### Text extract
◇ ◇ ◇ ◇ ◇ ◇ ◇

Apr 9 2008 by Abbie Wightwick, Western Mail
HAVING a new passport photo taken is a traumatic experience. It’s like having a 10-year-reality check on what I imagine is the same face I took on the world with when I was 19.
The woman in the photography shop lacks bedside manner and barely gives me time to run a brush through my hair before she’s waving her lens at me and turning up the lights to full.
“Don’t smile,” she orders, as if I had any intention of doing so.
How can you smile when you know some hideous image making you look like a lobotomised alien is going to be used for ever more as proof of your identity? Well, not for ever more, but a decade, and that feels like eternity when you’re lumbered with a snap like that.
It seems the photographer takes a sadistic delight in making her subjects look at best bizarre and worst, downright ugly.
The new age of high security passports means you have to pay someone to take the pictures because it is virtually impossible to work out the required measurement from the side of the head to the edge of the photo unless you have a degree in applied mathematics.
All well and good if it makes our nation safer. Except, I suspect that it’s still a bit of a hit and miss system.
My son, aged five, will soon be handed the first passport he has ever owned bearing a true likeness of his face.
Since 2003 he has travelled the world, unchallenged, on a document with a photo that could be any baby, anywhere, anytime. It is just a bald head, large eyes and a neutral-coloured Babygro. When I say “travelled the world” I’m exaggerating. He’s been to Spain, Greece and Norway and used the passport as ID for internal flights to Scotland. No-one ever said: “How do we know it’s him?” even though his only family would have been hard-pressed to pick him out on the basis of the photo provided.

◇ ◇ ◇ ◇ ◇ ◇ ◇

(Coordinate annotation records)
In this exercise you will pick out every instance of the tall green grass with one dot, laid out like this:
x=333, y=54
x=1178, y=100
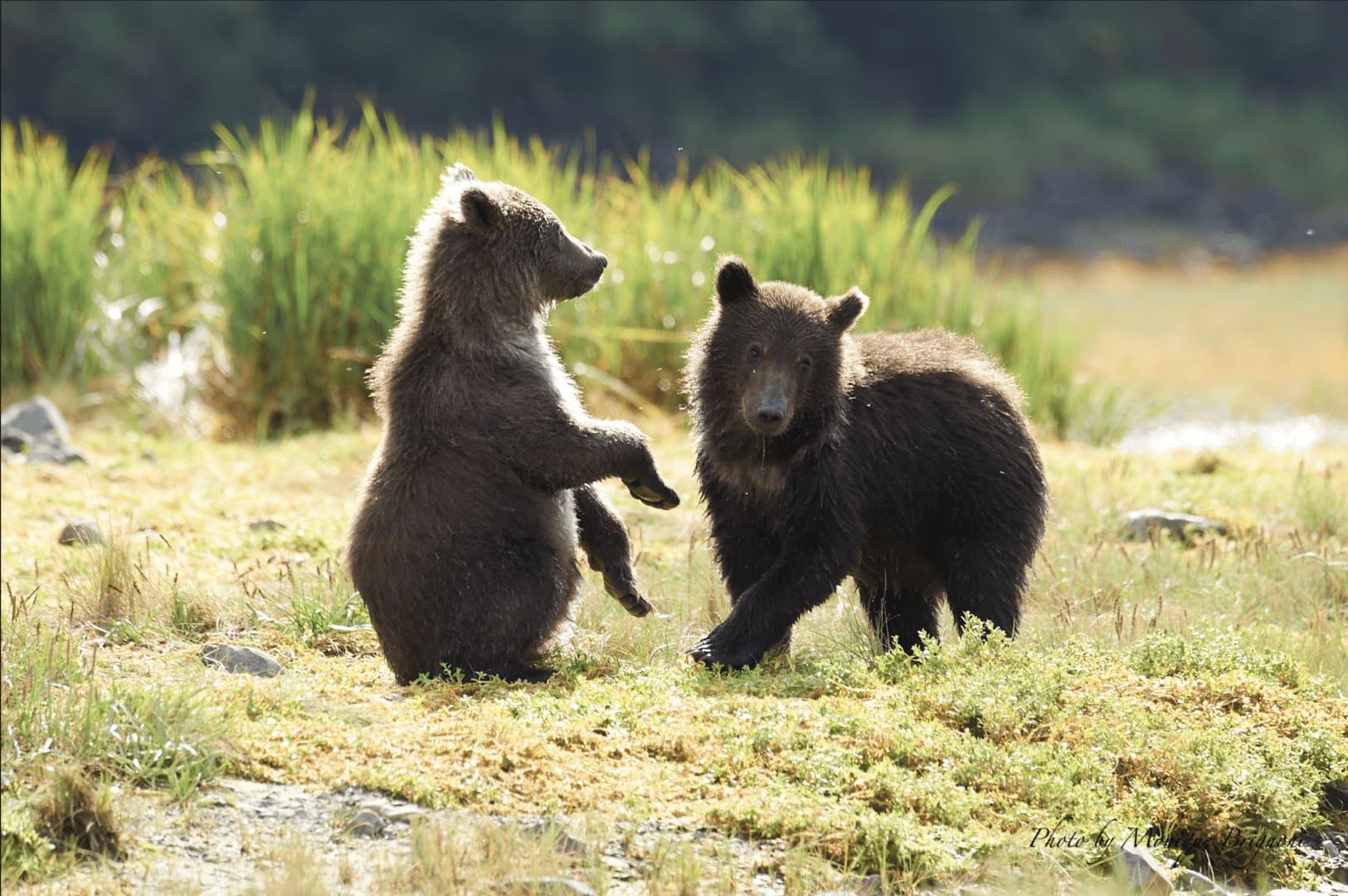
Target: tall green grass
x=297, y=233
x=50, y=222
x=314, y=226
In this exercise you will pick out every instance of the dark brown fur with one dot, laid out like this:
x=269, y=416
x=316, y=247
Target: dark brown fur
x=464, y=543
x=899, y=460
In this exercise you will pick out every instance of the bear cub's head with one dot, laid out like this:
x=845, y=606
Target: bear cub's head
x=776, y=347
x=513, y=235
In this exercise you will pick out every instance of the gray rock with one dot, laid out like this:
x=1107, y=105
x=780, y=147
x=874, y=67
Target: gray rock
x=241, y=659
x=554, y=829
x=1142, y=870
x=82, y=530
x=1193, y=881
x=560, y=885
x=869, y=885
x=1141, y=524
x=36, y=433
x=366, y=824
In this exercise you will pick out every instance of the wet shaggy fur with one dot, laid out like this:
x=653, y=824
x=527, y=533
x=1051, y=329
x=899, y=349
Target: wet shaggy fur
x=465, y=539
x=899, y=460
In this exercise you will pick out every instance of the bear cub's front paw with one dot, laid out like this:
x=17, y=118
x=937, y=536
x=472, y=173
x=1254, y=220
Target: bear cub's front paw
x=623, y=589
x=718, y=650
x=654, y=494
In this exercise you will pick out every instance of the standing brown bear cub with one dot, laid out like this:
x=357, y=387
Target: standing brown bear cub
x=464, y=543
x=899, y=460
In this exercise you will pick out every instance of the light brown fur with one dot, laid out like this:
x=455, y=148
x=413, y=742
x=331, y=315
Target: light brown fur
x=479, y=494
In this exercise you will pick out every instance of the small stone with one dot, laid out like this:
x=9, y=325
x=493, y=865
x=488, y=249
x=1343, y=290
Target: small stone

◇ ◇ ◇ ◇ ◇ ◇ ◇

Reproduce the stretch of the passport photo column from "The woman in" through "snap like that.".

The woman in the photography shop lacks bedside manner and barely gives me time to run a brush through my hair before she’s waving her lens at me and turning up the lights to full.
“Don’t smile,” she orders, as if I had any intention of doing so.
How can you smile when you know some hideous image making you look like a lobotomised alien is going to be used for ever more as proof of your identity? Well, not for ever more, but a decade, and that feels like eternity when you’re lumbered with a snap like that.